**Task item:**
Every record needs to be restated word for word.

**Source information:**
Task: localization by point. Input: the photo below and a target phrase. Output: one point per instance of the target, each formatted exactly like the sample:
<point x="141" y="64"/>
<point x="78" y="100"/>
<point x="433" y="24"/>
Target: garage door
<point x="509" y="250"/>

**Your response:**
Task: localization by point. Input: the photo below and a target phrase. Output: one point per instance of the target, each formatted exactly like the sample:
<point x="141" y="64"/>
<point x="78" y="100"/>
<point x="433" y="24"/>
Target: garage door
<point x="509" y="250"/>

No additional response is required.